[Start of Attachment]
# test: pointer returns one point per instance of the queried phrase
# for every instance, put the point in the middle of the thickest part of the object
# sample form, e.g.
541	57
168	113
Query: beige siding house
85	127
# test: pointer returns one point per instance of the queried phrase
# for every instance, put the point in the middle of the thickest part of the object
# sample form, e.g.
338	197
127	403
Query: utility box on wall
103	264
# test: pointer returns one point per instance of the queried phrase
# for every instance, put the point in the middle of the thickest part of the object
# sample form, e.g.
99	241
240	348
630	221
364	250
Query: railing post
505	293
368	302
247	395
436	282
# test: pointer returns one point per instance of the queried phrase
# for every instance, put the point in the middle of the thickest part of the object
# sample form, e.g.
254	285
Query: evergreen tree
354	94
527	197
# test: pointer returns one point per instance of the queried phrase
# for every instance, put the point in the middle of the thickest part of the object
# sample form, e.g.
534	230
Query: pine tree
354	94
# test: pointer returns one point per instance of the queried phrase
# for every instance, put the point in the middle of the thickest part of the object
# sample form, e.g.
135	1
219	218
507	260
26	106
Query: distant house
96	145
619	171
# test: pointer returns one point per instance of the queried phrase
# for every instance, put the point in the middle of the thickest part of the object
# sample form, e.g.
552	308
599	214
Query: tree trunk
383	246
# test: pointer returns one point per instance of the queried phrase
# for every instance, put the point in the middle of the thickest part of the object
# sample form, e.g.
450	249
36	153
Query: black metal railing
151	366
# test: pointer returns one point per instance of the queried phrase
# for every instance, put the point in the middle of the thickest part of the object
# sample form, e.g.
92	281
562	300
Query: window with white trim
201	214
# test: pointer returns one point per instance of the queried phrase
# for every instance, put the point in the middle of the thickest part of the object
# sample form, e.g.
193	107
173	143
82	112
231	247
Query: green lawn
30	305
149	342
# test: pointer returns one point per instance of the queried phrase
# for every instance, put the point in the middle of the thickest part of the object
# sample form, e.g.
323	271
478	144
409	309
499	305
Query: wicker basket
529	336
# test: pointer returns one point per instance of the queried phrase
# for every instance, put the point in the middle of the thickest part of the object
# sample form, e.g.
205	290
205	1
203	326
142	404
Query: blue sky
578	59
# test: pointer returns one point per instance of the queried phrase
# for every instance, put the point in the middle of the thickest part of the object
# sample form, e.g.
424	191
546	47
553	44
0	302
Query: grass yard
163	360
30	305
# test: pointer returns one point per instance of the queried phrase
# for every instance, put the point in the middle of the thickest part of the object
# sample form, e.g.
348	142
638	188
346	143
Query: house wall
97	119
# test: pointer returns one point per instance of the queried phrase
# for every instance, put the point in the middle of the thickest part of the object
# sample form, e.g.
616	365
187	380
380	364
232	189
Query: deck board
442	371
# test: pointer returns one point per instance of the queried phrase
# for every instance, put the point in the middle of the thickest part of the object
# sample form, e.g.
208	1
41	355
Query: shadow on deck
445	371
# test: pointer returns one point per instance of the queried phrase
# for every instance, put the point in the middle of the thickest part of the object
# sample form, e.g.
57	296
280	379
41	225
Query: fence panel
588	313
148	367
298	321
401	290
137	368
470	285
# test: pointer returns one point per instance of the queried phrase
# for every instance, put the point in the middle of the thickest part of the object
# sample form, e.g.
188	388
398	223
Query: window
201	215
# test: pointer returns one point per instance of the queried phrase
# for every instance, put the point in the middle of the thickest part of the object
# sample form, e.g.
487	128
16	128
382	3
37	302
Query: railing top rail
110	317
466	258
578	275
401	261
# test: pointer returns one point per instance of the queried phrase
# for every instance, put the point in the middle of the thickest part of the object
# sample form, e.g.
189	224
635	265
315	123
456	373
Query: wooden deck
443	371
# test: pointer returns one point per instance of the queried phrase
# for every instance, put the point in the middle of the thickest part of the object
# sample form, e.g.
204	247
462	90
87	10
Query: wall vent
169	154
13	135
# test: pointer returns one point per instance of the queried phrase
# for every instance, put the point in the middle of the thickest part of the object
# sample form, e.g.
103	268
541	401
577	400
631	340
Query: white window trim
[End of Attachment]
[Start of Attachment]
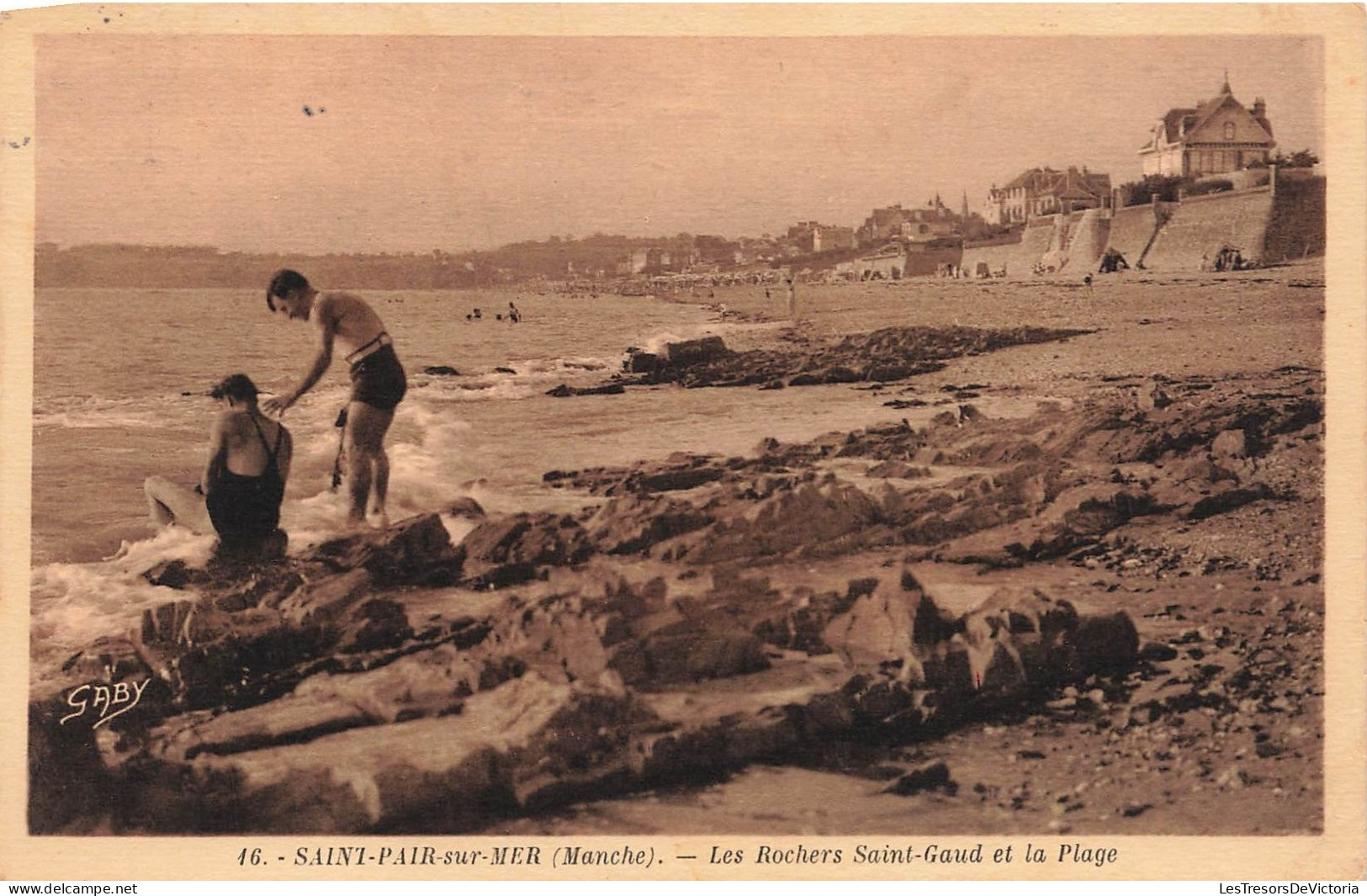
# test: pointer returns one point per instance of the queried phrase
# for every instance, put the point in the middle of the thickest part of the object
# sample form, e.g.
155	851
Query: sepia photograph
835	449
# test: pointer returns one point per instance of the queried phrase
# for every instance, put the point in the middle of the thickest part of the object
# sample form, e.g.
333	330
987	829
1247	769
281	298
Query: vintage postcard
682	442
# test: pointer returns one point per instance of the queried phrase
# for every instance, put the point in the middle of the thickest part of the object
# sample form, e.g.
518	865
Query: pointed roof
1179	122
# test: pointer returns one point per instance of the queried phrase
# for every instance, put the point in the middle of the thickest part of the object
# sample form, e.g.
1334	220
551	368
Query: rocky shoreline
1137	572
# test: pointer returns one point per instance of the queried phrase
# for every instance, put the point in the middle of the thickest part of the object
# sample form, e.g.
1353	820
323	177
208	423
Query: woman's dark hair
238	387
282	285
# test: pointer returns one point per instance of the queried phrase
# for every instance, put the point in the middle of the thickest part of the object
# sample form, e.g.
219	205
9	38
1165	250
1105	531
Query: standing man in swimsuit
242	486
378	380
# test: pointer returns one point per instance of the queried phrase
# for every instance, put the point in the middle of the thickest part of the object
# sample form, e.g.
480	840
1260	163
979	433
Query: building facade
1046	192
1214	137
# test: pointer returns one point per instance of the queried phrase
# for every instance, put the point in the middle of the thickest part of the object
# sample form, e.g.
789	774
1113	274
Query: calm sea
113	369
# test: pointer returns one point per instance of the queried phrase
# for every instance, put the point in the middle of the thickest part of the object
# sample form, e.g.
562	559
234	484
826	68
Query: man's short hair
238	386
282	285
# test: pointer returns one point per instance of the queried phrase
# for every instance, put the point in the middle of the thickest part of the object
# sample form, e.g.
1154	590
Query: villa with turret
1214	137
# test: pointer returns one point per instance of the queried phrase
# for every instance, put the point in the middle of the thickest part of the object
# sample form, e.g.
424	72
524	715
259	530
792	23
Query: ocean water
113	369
[End of Attachment]
Exercise objective = All lines in the listing above from the line containing "Query: wooden deck" to the line containing "Query: white window trim", inclusive, should be retyped exactly; no other lines should appear.

Problem solution =
Query: wooden deck
443	371
# test: pointer returns one point per instance of the queried phrase
# for every instance, put the point in the middle of the thickest part of the object
# sample form, e.g.
204	247
462	90
87	10
Query: wall vent
169	154
13	135
# test: pointer returns one point per instance of the queried phrase
# for every instance, put the point in the middle of the thickest part of the object
# sample form, e.g.
103	268
541	401
577	400
631	340
Query: white window trim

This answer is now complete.